**Textauszug**.
Besprechung des Romans „Das Herz von allem“ (2025) von Christoph Nußbaumeder
Zwischen vergnüglichem Abenteuer und theologischem Traktat verortet Autor Christian Schüle den neuen Roman Das Herz von allem (2025) des niederbayerischen Autors Christoph Nußbaumeder. Er handelt von der Suche des emigrierten deutschen Pfarrers Gottstein nach dem rätsehaften „Incognitum“ auf einer Expedition durch die jungen USA.
*
Der Dramatiker Christoph Nußbaumeder hat abermals belletristischen Mut. Für seinen nach Die Unverhofften (2020) zweiten Roman steigt er noch tiefer in den Rückraum der Vergangenheit und nimmt sich einen historischen Stoff zum Vorbild: die Clark-und-Lewis-Expedition in den Vereinigten Staaten des Jahres 1803. Nußbaumeder konzipiert eine eigene Expedition und lässt seinen Ich-Erzähler, den Auswanderer und niederbayerischen Pfarrer Johannes Gottstein, den zehnmonatigen Trip von New York über die Kämme der Allegheny Mountains und per Floß über den Mississippi ins Land der Lakota-Indianer Jahrzehnte später rückblendend erzählen – was weit mehr ist und sein will als nur eine Abenteurergeschichte.

**Aufgabenstellung**.
a: Welchen historischen Stoff nimmt sich Nußbaumeder laut der Rezension zum Vorbild?
b: Übernehmen Sie aus der Rezension wortgetreu den Abschnitt, der bei „Besprechung des Romans“ beginnt und bei „die jungen USA.“ endet.
c: Führen Sie die Rezension zu Nußbaumeders Roman „Das Herz von allem“ im Anschluss an ihren letzten Satz weiter.

**Bereitgestellte Daten**.
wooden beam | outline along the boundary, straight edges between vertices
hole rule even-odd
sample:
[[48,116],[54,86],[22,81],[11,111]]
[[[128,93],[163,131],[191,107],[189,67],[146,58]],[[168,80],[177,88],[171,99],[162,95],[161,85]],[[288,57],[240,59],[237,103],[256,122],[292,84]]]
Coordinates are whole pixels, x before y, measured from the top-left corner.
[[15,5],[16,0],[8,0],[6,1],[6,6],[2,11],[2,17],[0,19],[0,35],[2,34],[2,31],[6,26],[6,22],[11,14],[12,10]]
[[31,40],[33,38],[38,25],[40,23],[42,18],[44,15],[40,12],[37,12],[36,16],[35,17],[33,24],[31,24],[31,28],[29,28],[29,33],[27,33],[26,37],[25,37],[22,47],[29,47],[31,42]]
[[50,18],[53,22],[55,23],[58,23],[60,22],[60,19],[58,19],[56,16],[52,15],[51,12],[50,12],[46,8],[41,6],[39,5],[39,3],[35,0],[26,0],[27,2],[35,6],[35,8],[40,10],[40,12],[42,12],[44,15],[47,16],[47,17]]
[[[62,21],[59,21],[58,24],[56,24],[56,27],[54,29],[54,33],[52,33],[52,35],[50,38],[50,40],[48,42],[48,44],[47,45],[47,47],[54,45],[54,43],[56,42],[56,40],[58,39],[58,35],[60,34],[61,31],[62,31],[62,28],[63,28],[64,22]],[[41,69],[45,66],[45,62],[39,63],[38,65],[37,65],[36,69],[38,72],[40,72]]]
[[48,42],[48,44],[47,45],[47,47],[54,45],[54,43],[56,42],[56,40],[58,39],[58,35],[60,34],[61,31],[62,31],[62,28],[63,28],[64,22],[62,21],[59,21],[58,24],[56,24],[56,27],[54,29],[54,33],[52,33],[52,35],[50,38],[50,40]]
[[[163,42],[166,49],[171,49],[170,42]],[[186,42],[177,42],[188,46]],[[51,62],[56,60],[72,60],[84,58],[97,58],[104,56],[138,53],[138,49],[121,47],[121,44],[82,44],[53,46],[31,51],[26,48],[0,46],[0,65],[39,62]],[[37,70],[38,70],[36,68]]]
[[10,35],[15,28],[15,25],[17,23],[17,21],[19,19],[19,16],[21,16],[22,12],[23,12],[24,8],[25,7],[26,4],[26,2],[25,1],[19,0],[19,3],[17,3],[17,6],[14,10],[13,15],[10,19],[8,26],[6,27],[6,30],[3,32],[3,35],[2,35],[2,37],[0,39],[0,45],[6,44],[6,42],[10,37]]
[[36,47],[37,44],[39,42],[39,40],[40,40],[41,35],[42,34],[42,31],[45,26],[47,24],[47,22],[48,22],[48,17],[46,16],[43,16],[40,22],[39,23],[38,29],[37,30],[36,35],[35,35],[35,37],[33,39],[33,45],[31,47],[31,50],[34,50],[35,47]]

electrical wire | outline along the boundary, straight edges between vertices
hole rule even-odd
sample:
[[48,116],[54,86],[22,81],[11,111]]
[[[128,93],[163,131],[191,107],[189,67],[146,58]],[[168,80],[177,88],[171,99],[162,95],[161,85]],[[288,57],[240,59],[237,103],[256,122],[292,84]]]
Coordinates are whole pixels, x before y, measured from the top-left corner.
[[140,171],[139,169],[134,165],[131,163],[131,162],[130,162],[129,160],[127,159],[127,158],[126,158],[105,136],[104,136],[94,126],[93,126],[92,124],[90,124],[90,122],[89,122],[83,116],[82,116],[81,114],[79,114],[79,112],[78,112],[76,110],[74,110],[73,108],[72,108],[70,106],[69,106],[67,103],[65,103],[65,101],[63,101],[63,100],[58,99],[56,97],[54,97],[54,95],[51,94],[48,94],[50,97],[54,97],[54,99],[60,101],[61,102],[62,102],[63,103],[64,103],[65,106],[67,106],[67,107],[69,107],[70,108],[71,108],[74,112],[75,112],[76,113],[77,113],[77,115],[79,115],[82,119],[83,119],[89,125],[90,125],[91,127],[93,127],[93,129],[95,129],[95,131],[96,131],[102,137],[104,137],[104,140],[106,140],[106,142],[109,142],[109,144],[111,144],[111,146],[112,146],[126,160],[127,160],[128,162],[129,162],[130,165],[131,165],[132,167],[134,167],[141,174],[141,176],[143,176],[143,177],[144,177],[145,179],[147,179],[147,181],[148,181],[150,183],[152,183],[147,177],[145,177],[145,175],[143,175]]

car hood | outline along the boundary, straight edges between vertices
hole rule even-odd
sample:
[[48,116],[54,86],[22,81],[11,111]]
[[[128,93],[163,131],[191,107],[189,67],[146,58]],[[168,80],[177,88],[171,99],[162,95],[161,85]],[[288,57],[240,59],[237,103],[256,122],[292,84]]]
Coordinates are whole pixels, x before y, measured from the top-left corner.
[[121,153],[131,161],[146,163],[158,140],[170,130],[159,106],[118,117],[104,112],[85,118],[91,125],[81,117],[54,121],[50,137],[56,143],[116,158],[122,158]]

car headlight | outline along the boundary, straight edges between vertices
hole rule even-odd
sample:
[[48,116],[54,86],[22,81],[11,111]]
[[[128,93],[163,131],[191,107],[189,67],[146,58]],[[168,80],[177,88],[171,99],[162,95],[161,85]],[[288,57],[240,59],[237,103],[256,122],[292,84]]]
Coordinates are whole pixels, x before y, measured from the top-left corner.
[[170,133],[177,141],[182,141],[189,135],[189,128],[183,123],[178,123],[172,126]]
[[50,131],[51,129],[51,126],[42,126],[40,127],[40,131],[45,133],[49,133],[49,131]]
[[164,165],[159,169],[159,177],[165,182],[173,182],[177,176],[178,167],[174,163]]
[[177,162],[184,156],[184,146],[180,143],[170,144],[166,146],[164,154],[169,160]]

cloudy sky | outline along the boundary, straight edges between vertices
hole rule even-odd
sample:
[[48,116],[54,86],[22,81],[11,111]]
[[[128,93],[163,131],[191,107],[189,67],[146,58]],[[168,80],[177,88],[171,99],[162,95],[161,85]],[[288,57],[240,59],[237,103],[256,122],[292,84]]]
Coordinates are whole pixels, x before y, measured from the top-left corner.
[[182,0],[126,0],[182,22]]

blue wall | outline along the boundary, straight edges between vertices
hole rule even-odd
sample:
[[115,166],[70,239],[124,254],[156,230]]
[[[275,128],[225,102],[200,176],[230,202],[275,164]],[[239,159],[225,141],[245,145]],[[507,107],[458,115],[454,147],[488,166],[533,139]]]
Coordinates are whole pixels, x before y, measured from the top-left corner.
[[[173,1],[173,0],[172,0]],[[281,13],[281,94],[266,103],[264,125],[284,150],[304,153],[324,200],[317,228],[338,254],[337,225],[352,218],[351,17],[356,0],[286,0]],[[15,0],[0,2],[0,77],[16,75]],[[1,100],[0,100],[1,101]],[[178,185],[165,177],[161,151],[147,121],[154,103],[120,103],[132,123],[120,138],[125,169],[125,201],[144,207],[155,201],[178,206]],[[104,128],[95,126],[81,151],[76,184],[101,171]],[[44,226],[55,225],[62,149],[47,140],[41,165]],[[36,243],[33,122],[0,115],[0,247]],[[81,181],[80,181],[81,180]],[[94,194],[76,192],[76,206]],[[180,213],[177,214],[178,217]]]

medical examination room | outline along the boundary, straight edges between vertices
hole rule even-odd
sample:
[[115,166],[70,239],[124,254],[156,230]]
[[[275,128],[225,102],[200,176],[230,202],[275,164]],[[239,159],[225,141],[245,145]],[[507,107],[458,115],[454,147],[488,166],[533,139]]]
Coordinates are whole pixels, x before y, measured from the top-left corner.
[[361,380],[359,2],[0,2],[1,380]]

**Ergebnisse je Aufgabe**.
a: Die Clark-und-Lewis-Expedition in den Vereinigten Staaten des Jahres 1803.

b:
Besprechung des Romans „Das Herz von allem“ (2025) von Christoph Nußbaumeder
Zwischen vergnüglichem Abenteuer und theologischem Traktat verortet Autor Christian Schüle den neuen Roman Das Herz von allem (2025) des niederbayerischen Autors Christoph Nußbaumeder. Er handelt von der Suche des emigrierten deutschen Pfarrers Gottstein nach dem rätsehaften „Incognitum“ auf einer Expedition durch die jungen USA.

c:
Am 27. Januar 1796 also besteigt Gottstein, ehemals katholischer Geistlicher in der Mönchskutte der Benediktinerabtei, ein Schiff von Le Havre nach Amerika. Er ist 30, damals gibt es gerade mal 15 Sterne auf der US-Flagge – mithin 15 Bundesstaaten. Auf Einladung eines Bekannten soll er Seelsorger auf der Expedition werden. Zwei Monate später machen sich Gottstein und neun weitere Männer auf, das „Incognitum“ zu suchen, das angeblich größte, rätselhafteste Tier der Welt. Geführt werden sie von Oliver Hancock, Freimaurer, Sohn eines Großgrundbesitzers und Inkarnation des modernen Kapitalisten voller Pioniergeist und Kühnheit, dessen eigentliches Ziel die eigene Unsterblichkeit ist: „Das Incognitum zu finden wäre eine Weltsensation, wir würden in die Geschichte eingehen!“ 1.700 Kilometer durch den zu jener Zeit noch weitgehend rechtsfreien Raum der jungen USA zu reisen, ist so waghalsig wie unwegsam.
Die Unwägbarkeit der Expedition bringt von Anfang an Spannung in die Erzählung. Nußbaumeder schreibt einen dahinsurrenden, schnörkellosen Text, der im Kontext der zeitgenössischen Geschichtslust sog. Neo-Western wie den großen Streaming-Erfolgen Yellowstone und 1883, auf ein womöglich markttaugliches Genre einzahlt. Weder überehrgeizig noch mätzchenverspielt geht es auf 448 Seiten vielmehr um das geistig-intellektuelle Spannungsfeld des „Westens“ Ende des 18. und Anfang des 19. Jahrhunderts – zwischen Freimaurern und Illuminaten, katholischen Christen, dem Mystiker Jacob Böhme und Immanuel Kant, der Suche nach Freiheit und der Wahrheit des Glaubens.
Das eigentliche Sujet des Romans ist nicht die Expedition mit all ihren Gefahren und Kuriositäten; die Suche nach dem „Incognitum“, dem großen Tier, ist nur der Anlass für die Inspektion einer Epoche. Hancock, Gottstein oder auch dessen Gegenspieler, der Arzt Joe Scheider, dienen als Träger gegensätzlicher Ideen, und Nußbaumeder beschreibt seine Figuren eher, als er sie agieren und interagieren lässt, was manchmal etwas statisch und pappkameradenhaft wirkt. So schleicht sich bald das Gefühl ein, die Geschichte werde für eine theoretisch-theologische Erörterung über Schuld und Sühne instrumentalisiert.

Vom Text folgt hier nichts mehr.